Excerpt to read:
In the Interest of B.T., Minor Child, N.T., Mother
17-0773
| Iowa Ct. App. | Sep 13, 2017Background
- B.T., born 2015 with a congenital heart defect and one kidney, was removed from parental custody in March 2015 after DHS involvement arising from parents’ homelessness, medical needs, and domestic violence.
- The child required specialized feeding and ongoing medical care; parents and child had hygiene-related health issues at birth (lice/scabies treated).
- The child was adjudicated CINA (child in need of assistance) in March 2015 and remained out of the mother’s care continuously through the termination hearing in April/May 2017; no trial home placements occurred.
- The mother completed some training but admitted she was not current on the child’s medical/feeding needs and had not engaged in recommended mental-health therapy despite a borderline personality disorder diagnosis; she also had an ongoing history of being a victim of domestic violence.

Tasks to perform:
- a) Using the case summary about B.T., decide whether each statement agrees with it: (i) B.T. was born with a congenital heart defect and one kidney; (ii) B.T. had trial home placements before the termination hearing; (iii) the mother took part in the recommended mental-health therapy. For each, answer yes or no and quote the deciding words.
- b) According to the case summary about B.T., what diagnosis did the mother have?

Dataset:
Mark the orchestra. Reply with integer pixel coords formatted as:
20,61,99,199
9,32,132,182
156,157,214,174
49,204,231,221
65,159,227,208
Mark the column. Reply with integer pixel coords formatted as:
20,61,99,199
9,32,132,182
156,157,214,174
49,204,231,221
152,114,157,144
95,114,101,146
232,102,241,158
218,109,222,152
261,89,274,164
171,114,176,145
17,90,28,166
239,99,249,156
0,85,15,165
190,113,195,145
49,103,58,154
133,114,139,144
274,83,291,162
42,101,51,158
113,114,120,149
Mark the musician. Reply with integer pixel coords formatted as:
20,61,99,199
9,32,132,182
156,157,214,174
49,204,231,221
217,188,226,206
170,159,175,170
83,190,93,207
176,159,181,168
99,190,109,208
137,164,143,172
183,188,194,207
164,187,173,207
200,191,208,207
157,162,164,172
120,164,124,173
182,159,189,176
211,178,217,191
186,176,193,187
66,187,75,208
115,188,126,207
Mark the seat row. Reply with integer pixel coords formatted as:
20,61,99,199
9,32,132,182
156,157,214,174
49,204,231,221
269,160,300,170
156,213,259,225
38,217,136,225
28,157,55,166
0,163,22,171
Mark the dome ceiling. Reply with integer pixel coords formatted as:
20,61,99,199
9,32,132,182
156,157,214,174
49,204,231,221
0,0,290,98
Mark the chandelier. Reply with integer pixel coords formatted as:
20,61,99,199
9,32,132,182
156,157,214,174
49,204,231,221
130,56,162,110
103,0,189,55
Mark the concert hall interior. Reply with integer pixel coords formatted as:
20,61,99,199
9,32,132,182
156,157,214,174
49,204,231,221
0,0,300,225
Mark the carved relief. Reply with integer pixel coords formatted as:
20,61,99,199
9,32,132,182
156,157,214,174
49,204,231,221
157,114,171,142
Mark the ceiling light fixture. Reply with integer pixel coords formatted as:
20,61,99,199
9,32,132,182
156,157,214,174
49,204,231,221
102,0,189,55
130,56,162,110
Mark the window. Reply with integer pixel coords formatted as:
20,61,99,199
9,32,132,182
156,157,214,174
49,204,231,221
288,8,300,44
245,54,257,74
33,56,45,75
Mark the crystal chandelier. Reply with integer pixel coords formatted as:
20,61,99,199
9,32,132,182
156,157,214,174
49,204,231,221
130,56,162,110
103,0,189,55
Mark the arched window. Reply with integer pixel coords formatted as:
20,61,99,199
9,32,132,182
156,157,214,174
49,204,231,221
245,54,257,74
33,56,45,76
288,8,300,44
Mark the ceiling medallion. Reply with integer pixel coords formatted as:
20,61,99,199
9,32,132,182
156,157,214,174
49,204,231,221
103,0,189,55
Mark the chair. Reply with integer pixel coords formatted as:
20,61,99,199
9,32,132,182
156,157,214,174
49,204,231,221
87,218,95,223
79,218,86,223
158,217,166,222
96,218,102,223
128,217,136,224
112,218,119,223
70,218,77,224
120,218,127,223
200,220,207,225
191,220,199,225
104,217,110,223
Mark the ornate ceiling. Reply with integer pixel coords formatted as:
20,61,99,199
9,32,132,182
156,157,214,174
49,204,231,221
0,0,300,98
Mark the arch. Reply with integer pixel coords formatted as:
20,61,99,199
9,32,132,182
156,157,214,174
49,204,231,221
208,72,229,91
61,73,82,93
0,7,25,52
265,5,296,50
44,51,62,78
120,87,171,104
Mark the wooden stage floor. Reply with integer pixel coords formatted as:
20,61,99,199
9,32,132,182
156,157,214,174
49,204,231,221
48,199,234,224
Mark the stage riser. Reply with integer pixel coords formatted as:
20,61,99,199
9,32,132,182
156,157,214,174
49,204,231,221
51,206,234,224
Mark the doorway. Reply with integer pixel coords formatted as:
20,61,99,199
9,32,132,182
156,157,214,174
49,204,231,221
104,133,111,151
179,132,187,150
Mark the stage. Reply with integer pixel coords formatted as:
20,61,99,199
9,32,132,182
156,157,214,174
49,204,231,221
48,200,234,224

Solved tasks:
- a)
(i) Yes: "born 2015 with a congenital heart defect and one kidney"
(ii) No: "no trial home placements occurred"
(iii) No: "had not engaged in recommended mental-health therapy"

- b) Borderline personality disorder.